### Text segment
•••

Mr Christopherson: Another Tory mistake.

Mr Bucci: I didn't do Bill 59.

The Chair: Further questions or comments? Seeing none, I'll put the question. Shall the amendment carry? Recorded vote.

Ayes

Fisher, Galt, Jordan, Maves, O'Toole, Ouellette, Stewart.

Nays

Christopherson, Hoy, Patten.

The Chair: Section 9, as amended, carries.

Moving now to sections 10 through 17. Questions or comments, please.

1710

Mr Christopherson: Again, an explanation by the parliamentary assistant as to what these sections do.

Mr Maves: I'm sorry, Chair. Are we on section 10?

The Chair: It was section 10 through 17, inclusive. Are you asking about one specific section, Mr Christopherson?

Mr Christopherson: You can start right at the first section.

The Chair: Section 10.

Mr Maves: The same consequential amendments as affect the Legislative Assembly Act reflect a change. That is 10(1), and 10(2) is a consequential amendment that affects the Legislative Assembly Act and reflects a change in the name of the legislation. And 11.

Mr Christopherson: Wait a minute. Again, 10 is a result of the $1 million wasted on the name change.

Mr Maves: It's a result of bringing in a new piece of legislation and having to change other acts to make them conform.

Mr Christopherson: But it's reflecting the name change. It's not just consequential in terms of clause, subclause. If you brought in amendments to the Workers' Compensation Act that didn't include changing the name, some of these amendments wouldn't have to be made because the reference they're changing is the name of the act. Is that correct?

Mr Maves: That's correct.

Mr Christopherson: So it is part of the $1 million you are wasting.

Mr Maves: Yes.

Mr Christopherson: You're actually getting clearer in your thinking. You've now admitted twice it's wasted money.

The Chair: Further questions and comments? Seeing none, I put the question. Shall sections 10 through 17 carry? All those in favour?

Mr Christopherson: Wait a minute. That was section 10. Now I want to hear about 11.

The Chair: Okay.

Mr Maves: It's the same one, Madam Chair. Change consequential to the Municipality of Metropolitan Toronto Act, reflects a change in the name of the legislation from Workers' Compensation Act to Workplace Safety Insurance Act.

Mr Christopherson: That's part of the wasted $1 million too?

Mr Maves: Part of changing the act, yes.

Mr Christopherson: And 12?

Mr Maves: Yes, I just answered the question.

Mr Christopherson: I'd like you to refer to it.

Mr Maves: It's a consequential amendment as --

Mr Christopherson: What does it refer to? Come on, you can do this. I have a right to have a question. I'm asking what is section 12?

Mr Maves: I've answered.

Mr Christopherson: You're giving a generic answer. I'm asking what section 12 specifically changes.

The Chair: Please allow time for an answer.

Mr Maves: A consequential amendment, I'll say it again, as it affects the Municipality of Metropolitan Toronto Act to reflect a change in the name of a legislation from Workers' Compensation Act to Workplace Safety Insurance Act.

•••

### Stated task 1
According to the committee transcript, what change in the name of the legislation do the consequential amendments reflect?
### Stated task 2
Quote the part of the committee transcript that opens with the words containing "Mr Christopherson: Wait a minute. That" and closes with "wasted $1 million too?".
The items that follow come from a different source than the committee transcript.

•••

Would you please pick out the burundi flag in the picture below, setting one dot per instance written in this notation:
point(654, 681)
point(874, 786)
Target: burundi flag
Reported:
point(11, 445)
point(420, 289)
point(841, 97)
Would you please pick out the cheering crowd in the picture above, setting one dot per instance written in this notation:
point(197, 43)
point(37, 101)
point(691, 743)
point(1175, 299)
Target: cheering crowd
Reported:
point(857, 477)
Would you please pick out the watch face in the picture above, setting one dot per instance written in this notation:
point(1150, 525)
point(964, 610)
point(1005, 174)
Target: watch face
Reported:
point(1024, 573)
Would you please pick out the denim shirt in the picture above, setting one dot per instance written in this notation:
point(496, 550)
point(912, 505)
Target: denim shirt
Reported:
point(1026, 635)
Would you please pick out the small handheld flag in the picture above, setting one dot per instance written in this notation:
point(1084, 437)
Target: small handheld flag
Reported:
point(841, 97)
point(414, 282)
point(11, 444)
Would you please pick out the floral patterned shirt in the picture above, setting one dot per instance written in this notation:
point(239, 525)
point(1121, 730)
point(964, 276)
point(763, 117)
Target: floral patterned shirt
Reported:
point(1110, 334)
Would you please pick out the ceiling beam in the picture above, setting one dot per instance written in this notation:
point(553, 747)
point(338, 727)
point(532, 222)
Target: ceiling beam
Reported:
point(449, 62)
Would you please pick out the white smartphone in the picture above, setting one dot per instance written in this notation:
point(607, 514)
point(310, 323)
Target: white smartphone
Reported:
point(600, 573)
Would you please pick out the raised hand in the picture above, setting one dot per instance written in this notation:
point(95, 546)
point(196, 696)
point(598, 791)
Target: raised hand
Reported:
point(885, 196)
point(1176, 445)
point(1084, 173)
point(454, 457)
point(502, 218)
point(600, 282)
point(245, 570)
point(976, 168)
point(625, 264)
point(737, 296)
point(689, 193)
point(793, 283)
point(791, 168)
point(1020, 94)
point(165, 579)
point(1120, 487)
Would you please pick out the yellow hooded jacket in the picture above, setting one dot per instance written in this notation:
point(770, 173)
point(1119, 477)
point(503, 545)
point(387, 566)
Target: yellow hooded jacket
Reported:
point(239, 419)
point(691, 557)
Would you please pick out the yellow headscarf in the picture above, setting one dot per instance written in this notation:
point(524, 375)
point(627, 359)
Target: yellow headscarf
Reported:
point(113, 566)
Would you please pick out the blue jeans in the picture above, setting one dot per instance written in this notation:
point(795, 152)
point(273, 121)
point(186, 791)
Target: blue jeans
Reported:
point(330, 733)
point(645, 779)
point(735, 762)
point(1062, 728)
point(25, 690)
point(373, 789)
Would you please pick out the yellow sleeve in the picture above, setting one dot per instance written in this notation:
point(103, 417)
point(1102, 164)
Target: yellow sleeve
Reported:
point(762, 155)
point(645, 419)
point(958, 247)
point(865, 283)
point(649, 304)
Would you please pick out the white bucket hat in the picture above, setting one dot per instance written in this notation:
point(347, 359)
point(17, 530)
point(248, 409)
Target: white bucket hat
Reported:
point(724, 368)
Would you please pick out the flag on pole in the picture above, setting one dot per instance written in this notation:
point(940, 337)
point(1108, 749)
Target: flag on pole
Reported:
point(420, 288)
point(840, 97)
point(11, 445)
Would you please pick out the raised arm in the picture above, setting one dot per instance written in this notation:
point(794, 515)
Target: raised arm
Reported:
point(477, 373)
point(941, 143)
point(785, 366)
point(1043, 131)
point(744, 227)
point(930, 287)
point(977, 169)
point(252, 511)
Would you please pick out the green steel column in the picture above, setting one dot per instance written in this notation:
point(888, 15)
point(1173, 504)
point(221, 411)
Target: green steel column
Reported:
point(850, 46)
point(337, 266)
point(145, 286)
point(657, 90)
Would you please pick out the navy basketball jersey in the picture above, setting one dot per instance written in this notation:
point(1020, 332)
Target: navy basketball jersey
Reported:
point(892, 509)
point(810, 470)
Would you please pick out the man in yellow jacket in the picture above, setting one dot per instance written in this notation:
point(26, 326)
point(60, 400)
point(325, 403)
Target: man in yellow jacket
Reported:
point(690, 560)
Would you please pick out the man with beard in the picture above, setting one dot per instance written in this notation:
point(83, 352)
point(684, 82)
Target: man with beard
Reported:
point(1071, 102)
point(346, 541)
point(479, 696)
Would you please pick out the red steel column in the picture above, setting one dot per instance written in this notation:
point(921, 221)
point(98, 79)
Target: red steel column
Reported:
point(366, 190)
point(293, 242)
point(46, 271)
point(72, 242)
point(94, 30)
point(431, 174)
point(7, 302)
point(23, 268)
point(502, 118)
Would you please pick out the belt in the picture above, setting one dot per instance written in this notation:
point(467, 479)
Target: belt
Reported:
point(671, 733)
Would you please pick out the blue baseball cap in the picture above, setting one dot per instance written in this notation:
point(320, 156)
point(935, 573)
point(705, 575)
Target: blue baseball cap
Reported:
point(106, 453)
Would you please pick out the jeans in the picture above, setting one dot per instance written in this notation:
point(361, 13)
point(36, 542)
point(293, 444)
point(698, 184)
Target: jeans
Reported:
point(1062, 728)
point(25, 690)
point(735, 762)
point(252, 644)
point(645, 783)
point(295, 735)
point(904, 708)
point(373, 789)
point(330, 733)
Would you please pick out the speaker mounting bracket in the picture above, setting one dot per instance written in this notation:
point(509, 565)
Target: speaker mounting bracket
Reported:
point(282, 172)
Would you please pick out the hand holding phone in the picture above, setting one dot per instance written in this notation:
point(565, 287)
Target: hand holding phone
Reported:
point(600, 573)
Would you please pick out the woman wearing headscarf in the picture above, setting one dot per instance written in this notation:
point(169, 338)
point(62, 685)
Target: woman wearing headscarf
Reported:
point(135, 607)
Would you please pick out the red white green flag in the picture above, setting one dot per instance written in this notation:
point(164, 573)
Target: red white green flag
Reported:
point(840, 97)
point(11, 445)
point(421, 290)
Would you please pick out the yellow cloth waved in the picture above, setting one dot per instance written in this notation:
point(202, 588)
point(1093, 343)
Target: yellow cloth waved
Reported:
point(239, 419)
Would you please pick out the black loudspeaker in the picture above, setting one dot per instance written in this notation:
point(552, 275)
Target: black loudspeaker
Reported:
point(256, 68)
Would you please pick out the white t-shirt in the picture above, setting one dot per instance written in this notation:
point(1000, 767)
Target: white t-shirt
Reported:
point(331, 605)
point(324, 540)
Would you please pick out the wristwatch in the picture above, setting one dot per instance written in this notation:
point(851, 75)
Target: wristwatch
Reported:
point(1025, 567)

•••

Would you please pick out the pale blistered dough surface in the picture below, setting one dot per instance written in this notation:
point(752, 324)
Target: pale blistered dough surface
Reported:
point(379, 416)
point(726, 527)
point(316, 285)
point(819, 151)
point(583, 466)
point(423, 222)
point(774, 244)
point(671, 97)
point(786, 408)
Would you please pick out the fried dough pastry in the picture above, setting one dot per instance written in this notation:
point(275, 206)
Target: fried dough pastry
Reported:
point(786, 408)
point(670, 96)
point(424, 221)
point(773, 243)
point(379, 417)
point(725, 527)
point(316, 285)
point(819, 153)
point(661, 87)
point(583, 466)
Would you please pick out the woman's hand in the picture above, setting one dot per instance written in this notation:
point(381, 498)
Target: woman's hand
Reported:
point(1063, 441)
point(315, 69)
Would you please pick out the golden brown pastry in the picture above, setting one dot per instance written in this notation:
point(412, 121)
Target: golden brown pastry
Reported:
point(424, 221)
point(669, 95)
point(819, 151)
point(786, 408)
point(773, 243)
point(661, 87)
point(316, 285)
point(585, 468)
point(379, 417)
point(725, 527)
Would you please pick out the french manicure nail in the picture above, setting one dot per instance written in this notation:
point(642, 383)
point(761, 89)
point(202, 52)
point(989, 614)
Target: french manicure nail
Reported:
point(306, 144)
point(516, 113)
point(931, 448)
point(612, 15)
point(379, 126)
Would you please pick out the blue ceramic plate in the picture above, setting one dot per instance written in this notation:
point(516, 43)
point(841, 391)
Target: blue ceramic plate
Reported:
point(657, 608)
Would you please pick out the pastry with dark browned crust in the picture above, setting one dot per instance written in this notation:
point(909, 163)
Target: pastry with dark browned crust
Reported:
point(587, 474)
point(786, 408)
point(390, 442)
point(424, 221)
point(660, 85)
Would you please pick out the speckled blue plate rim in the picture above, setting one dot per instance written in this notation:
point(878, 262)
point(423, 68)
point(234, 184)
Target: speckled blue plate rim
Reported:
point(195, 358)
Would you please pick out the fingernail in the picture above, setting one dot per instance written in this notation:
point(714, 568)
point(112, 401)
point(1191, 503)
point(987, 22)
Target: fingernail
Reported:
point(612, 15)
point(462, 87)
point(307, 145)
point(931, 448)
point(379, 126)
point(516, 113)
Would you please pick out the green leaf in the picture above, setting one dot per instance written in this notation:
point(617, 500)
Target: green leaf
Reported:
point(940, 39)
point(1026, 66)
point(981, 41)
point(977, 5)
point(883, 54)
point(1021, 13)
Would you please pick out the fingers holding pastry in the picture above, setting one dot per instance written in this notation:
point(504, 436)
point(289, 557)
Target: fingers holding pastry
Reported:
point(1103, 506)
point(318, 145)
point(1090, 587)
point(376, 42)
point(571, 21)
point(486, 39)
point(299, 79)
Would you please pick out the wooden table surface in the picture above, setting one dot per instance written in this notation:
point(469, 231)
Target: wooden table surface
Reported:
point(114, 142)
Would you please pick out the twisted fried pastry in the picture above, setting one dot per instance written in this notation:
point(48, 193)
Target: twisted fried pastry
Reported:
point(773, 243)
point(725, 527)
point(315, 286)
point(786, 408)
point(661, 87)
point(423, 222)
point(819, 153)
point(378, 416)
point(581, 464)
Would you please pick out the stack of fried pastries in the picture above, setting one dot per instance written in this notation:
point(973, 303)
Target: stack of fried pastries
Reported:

•••

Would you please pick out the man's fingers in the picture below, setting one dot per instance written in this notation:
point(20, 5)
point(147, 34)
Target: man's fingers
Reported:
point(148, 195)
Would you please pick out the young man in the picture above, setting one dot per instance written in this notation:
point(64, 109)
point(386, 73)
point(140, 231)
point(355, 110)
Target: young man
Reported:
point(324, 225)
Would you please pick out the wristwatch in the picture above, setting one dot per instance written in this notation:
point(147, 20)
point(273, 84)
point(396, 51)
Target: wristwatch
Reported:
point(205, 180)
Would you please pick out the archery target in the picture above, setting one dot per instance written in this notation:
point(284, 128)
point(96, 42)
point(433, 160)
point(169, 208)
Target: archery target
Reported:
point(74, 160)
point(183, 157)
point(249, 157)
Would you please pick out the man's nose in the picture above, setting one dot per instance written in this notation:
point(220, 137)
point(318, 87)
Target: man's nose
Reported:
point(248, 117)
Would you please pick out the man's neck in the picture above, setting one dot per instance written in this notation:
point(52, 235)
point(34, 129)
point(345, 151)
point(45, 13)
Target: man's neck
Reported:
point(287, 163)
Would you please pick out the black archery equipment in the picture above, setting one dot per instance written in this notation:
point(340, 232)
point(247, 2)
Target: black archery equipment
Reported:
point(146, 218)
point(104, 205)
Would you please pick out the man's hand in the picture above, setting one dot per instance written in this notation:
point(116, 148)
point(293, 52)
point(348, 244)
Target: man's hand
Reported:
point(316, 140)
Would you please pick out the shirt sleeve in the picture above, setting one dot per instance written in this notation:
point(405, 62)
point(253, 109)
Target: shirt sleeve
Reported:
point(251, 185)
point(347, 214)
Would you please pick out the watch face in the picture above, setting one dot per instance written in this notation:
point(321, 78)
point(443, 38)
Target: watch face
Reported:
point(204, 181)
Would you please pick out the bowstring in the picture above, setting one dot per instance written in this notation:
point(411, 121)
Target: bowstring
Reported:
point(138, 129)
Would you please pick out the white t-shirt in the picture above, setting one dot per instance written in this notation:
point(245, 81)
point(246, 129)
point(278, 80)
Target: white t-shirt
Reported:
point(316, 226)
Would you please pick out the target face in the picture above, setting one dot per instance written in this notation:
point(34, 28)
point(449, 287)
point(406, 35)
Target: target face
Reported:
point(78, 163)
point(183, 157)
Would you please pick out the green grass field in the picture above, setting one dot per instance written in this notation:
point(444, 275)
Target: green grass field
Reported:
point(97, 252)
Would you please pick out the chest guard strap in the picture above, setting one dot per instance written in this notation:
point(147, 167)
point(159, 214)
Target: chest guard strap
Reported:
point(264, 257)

•••

### Full response 1
They reflect a change from the Workers' Compensation Act to the Workplace Safety Insurance Act.

### Full response 2
Mr Christopherson: Wait a minute. That was section 10. Now I want to hear about 11.

The Chair: Okay.

Mr Maves: It's the same one, Madam Chair. Change consequential to the Municipality of Metropolitan Toronto Act, reflects a change in the name of the legislation from Workers' Compensation Act to Workplace Safety Insurance Act.

Mr Christopherson: That's part of the wasted $1 million too?